**Exercise**
Across the entries below, work out how many lines contain "this". Please give the number only.

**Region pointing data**
────

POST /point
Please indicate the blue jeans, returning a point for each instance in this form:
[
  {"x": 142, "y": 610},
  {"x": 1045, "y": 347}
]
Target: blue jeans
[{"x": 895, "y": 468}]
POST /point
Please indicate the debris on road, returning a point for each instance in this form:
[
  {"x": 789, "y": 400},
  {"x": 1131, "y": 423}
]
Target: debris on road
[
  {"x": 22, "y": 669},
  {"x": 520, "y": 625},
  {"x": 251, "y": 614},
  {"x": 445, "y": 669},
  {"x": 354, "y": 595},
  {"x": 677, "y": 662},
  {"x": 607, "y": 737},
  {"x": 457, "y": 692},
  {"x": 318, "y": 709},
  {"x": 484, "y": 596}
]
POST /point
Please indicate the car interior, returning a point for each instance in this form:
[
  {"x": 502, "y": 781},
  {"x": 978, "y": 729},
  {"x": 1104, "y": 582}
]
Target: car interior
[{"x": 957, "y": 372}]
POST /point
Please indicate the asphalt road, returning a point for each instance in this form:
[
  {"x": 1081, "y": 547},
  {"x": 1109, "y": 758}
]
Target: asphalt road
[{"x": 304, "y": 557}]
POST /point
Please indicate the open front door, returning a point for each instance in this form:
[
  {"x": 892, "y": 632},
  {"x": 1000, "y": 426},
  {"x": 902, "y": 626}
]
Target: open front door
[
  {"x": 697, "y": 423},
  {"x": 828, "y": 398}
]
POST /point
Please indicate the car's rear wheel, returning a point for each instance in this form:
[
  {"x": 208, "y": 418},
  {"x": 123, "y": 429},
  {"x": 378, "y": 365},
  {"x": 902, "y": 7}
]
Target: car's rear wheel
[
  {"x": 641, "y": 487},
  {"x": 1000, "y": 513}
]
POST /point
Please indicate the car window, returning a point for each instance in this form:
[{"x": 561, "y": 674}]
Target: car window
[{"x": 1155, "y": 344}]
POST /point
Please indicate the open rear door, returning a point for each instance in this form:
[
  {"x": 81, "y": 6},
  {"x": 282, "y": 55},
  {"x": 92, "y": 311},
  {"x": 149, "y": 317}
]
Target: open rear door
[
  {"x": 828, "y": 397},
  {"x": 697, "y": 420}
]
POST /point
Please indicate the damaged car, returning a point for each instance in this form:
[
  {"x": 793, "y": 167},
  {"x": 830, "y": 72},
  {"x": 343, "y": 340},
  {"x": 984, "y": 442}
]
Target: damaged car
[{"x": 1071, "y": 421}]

────

**Written response**
9